::: Teks dokumen

2.1 Dasar Teori Pemungutan Pajak
- Teori Asuransi
Teori ansuransi diartikan dengan suatu
kepentingan masyarakat yang harus dilindungi oleh Negara. Negara disamakan
dengan perusahaan asuransi, untuk mendapat perlindungan warga Negara membayar
pajak sebagai premi. Teori ansuransi ini hanya member landasan saja, karena pada
dasarnya teori ini tidak tepat untuk melandasi adanya pemungutan pajak.
- Teori Kepentingan
Teori kepentingan diartikan sebagai Negara
yang melindungi kepentingan harta benda dan jiwa warga Negara dengan
memerhatikan pembagian beban pajak yang harus dipungut dari seluruh
penduduknya. Pembayaran pajak mempunyai hubungan dengan kepentingan individu
yang diperoleh dari pekerjaaan Negara, semakin banyak individu mengenyam atau
menikmati jasa dari pekerjaan pemerintah, makin besar juga pajaknya.
- Teori Gaya Pikul
Teori ini adalah asas keadilan yang setiap
orang yang dikenakan pajak harus sama beratnya. mengemukakan bahwa pemungutan
pajak harus sesuai dengan kekuatan membayar dari si wajib pajak
(individu-individu), perlu diperhatikan antara besaranya penghasilan atau
kekayaan dengan pengeluaran belanja si wajib pajak tersebut. Teori gaya pikul
ini ternyata diakui dan diikuti oleh para sarjana karena lebih menekankan pada unsur
kemampuan seseorang dan rasa keadilan.
Gaya pikul adalah kemampuan wajib pajak
memikul pajak setelah dikurangi biaya hidup minimum. Gaya pikul mengandung dua
unsur yaitu:
a.
Unsur subyektif ini mencakup segala kebutuhan terutama
material di samping moral dan spiritual. Dengan demikian pajak subyektif harus
memberi pembebasan pajak untuk biaya hidup minimum dan memperhatikan
faktor-faktor perseorangan dan keadaan-keadaan yang berpengaruh terhadap besar
kecilnya biaya hidup, seperti jumlah anggota keluarga atau jumlah tanggungan.
b.
Unsur obyektif ini terdiri dari pendapatan
(penghasilan), kekayaan, dan belanja (pengeluaran).
- Teori Daya Beli
Teori yang menekankan bahwa pembayaran
pajak yang dilakukan kepada Negara dimaksudkaan untuk memelihara masyarakat
dalam Negara yang bersangkutan. Fungsi pemungutan pajak jika dipandang sebagai
gejala dalam masyarakat dapat disamakan dengan pompa yaitu mengambil daya beli
dari rumah tangga masyarakat untuk rumah tangga Negara dan kemudian memelihara
hidup masyarakat dan untuk membawanya ke arah tertentu.

::::::
::: Entri yang diberikan

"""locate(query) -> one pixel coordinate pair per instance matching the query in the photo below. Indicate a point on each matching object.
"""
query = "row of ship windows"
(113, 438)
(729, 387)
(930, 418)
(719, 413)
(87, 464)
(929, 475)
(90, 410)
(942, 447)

::::::

Permintaan yang diberikan: Tolong ulangi dengan persis bagian teks dokumen yang dimulai dengan "2.1 Dasar Teori" dan berlanjut hingga "adanya pemungutan pajak.". Entri-entri tersebut tidak berhubungan dengan teks dokumen.

Sebagai tanggapan:
2.1 Dasar Teori Pemungutan Pajak
- Teori Asuransi
Teori ansuransi diartikan dengan suatu
kepentingan masyarakat yang harus dilindungi oleh Negara. Negara disamakan
dengan perusahaan asuransi, untuk mendapat perlindungan warga Negara membayar
pajak sebagai premi. Teori ansuransi ini hanya member landasan saja, karena pada
dasarnya teori ini tidak tepat untuk melandasi adanya pemungutan pajak.